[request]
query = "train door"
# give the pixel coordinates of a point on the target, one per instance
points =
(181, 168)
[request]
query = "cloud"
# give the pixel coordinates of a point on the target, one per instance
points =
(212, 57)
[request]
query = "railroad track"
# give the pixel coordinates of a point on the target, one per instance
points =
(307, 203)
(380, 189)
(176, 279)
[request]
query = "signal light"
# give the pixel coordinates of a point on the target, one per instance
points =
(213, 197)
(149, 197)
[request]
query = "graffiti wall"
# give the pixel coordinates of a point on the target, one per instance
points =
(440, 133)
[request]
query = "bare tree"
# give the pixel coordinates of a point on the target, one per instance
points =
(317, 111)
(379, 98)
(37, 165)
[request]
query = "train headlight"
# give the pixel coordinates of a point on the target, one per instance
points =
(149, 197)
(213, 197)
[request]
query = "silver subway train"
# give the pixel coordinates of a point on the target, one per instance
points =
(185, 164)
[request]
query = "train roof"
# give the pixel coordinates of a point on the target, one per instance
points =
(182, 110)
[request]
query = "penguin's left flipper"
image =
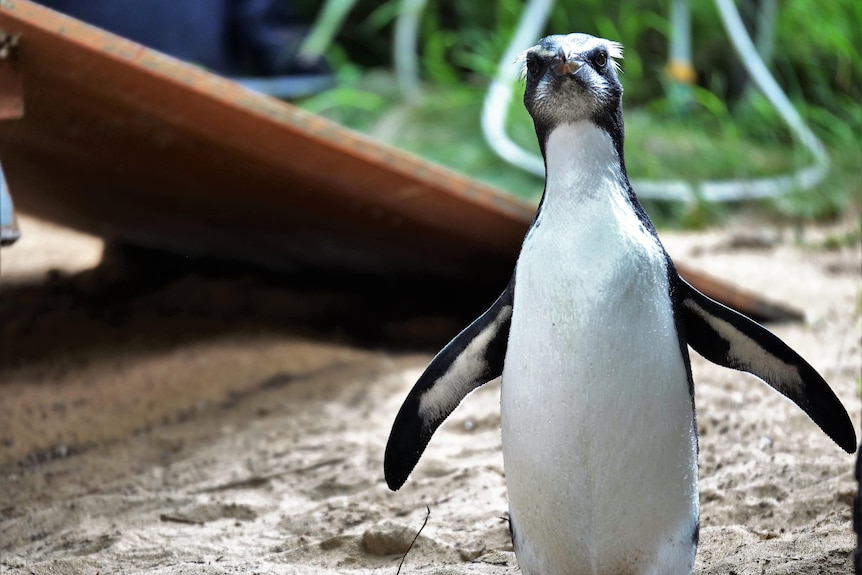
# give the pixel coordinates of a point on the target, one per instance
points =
(731, 339)
(473, 358)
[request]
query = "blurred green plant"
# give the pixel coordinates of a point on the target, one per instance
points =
(728, 131)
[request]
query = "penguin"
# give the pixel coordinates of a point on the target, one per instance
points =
(591, 339)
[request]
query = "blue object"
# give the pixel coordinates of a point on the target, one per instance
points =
(230, 37)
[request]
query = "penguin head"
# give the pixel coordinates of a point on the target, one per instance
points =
(572, 78)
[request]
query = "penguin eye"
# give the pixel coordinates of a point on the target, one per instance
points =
(534, 66)
(600, 60)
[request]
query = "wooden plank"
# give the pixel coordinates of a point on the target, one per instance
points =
(124, 142)
(130, 144)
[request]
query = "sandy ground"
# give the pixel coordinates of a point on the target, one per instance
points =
(202, 422)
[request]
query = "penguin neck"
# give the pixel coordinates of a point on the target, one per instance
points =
(583, 162)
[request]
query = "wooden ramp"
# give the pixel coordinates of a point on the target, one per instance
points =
(104, 135)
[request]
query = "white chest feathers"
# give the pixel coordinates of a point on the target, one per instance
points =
(597, 419)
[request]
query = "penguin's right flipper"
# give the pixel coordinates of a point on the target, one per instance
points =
(733, 340)
(473, 358)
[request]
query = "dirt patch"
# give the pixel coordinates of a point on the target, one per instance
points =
(211, 424)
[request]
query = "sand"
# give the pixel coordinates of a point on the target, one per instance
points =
(203, 421)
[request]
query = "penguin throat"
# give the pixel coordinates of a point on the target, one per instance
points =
(581, 162)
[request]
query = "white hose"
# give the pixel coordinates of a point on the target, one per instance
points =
(530, 27)
(500, 91)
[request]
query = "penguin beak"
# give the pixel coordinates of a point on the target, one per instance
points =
(564, 65)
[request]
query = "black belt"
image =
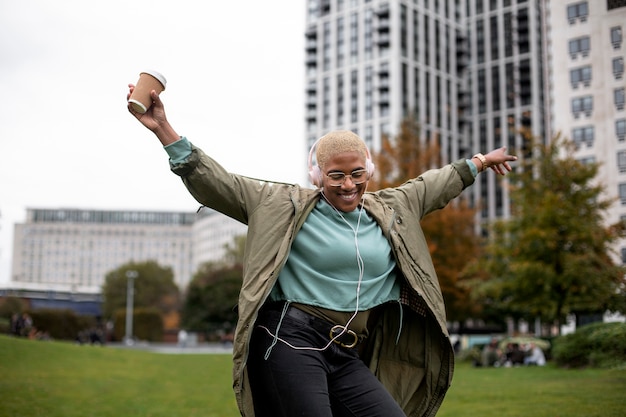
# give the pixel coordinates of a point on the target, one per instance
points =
(337, 333)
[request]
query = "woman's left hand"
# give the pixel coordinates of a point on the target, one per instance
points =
(498, 160)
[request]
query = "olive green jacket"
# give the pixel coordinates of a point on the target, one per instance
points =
(408, 348)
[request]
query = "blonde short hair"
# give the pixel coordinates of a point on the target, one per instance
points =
(337, 142)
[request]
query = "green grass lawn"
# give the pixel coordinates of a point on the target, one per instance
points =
(55, 379)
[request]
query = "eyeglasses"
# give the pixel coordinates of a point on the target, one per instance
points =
(336, 179)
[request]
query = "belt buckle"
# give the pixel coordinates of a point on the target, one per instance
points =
(337, 330)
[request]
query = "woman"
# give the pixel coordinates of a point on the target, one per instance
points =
(340, 311)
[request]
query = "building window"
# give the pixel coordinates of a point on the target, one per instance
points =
(616, 37)
(618, 94)
(577, 11)
(582, 105)
(618, 68)
(579, 46)
(580, 75)
(620, 129)
(583, 136)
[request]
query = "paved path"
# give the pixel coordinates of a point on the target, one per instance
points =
(172, 348)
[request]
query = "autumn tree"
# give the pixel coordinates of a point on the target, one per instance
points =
(211, 300)
(211, 297)
(553, 257)
(450, 232)
(154, 287)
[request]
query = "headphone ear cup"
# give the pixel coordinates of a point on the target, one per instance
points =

================================

Pictures don't belong in the copy. Restate all the entries exactly.

## [RESPONSE TO THE TASK]
[request]
query = "train door"
# give the pixel coordinates of a point on the target, one per instance
points =
(181, 168)
[request]
query = "cloud"
# give the pixel coordinates of a point on the target, one per instance
points =
(212, 57)
[request]
query = "railroad track"
# give the pixel coordinates of a point on the target, one per instance
points =
(307, 203)
(380, 189)
(176, 279)
[request]
query = "signal light"
# give the pixel coordinates of a point on the target, one per instance
points =
(213, 197)
(149, 197)
[request]
query = "graffiti wall"
# give the pixel coordinates of a point on the target, one per instance
points =
(440, 133)
[request]
query = "bare tree"
# give the pixel coordinates of a point on the target, one per instance
points =
(317, 111)
(379, 98)
(37, 165)
[request]
query = "train headlight"
# give the pixel coordinates of a point on the target, one per instance
points =
(149, 197)
(213, 197)
[request]
query = "silver subway train"
# give the pixel coordinates of a point on the target, one per instance
points =
(185, 164)
[request]
query = "train roof"
# give the pixel coordinates of a point on the target, one per instance
points =
(182, 110)
[request]
query = "penguin's left flipper"
image =
# give the pixel coordinates of a point on the target, one per instance
points =
(731, 339)
(473, 358)
[request]
query = "blurred green plant"
# give the pixel coordinates of a point on the target, one per instance
points =
(728, 131)
[request]
query = "penguin"
# give the pixel coordinates of a point on the target, one per instance
points =
(591, 339)
[request]
query = "blue object"
# give the pixel coordinates of a point on the target, one per instance
points =
(230, 37)
[request]
query = "penguin head"
# give the pixel coordinates of a point on the target, one per instance
points =
(572, 78)
[request]
query = "penguin eye"
# give the pixel coordinates of a point on the target, one per instance
points =
(534, 66)
(600, 60)
[request]
query = "wooden plank"
# give the pixel coordinates of a point on the target, one per instance
points =
(124, 142)
(130, 144)
[request]
query = "sandy ground"
# give the pixel coordinates of a point on the target, one per instance
points =
(202, 422)
[request]
query = "penguin neck"
# give the pixel coordinates of a point on the target, one per instance
points =
(583, 162)
[request]
query = "wooden ramp"
# give the pixel coordinates of a point on the target, one per instance
points =
(104, 135)
[request]
query = "white chest feathers"
# give the pixel coordinates of a point on the target, one per instance
points =
(597, 419)
[request]
query = "penguin's right flipper"
# give the pixel coordinates of a point on the target, one per instance
points =
(733, 340)
(473, 358)
[request]
query = "dirt patch"
# give the pixel coordinates of a point on the target, one per instance
points =
(211, 424)
[request]
query = "sand"
# give the pixel coordinates of a point on the target, one per instance
points =
(203, 421)
[request]
query = "penguin throat"
# give the pixel coordinates of a point on the target, one per instance
points =
(581, 162)
[request]
query = "white hose"
# give the pixel coordinates of a point on the target, one per instance
points =
(530, 27)
(500, 91)
[request]
query = "penguin beak"
# give the pixel coordinates of a point on the target, one per instance
points =
(564, 65)
[request]
query = "black belt"
image =
# give the pixel coordinates of a point on the target, one per instance
points =
(337, 333)
[request]
query = "woman's left hand"
# give the pixel coordinates of a point on the target, one per instance
points =
(498, 160)
[request]
query = "olive green jacket"
# give the pixel coordinates of a point on the target, one per instance
points =
(408, 348)
[request]
query = "blonde short hair"
# give the pixel coordinates of a point on the target, one per instance
points =
(337, 142)
[request]
query = "green grass lawn"
# give the pixel coordinates of a point on the target, one per instance
points =
(55, 379)
[request]
query = "eyeglasses"
# give the pixel coordinates of a point on the target, one per instance
points =
(336, 179)
[request]
query = "belt buckle"
# give the pixel coordinates of a point on the target, one per instance
points =
(337, 330)
[request]
query = "woman"
# give the pixel coordinates of a point on the target, one per instance
points =
(340, 311)
[request]
query = "building window"
# give the pixel coordinates of a point on the target, one per instance
points =
(616, 37)
(618, 94)
(577, 11)
(582, 105)
(618, 68)
(579, 46)
(580, 75)
(620, 129)
(583, 136)
[request]
query = "paved path"
# give the pixel coordinates of a point on the target, one per instance
points =
(172, 348)
[request]
query = "autumn tree"
# give the pixel coordinates of a point on the target, one per instance
points =
(211, 300)
(211, 297)
(553, 257)
(450, 232)
(154, 287)
[request]
query = "headphone ear cup"
# give the pixel coordinates of a point on the target, one per instance
points =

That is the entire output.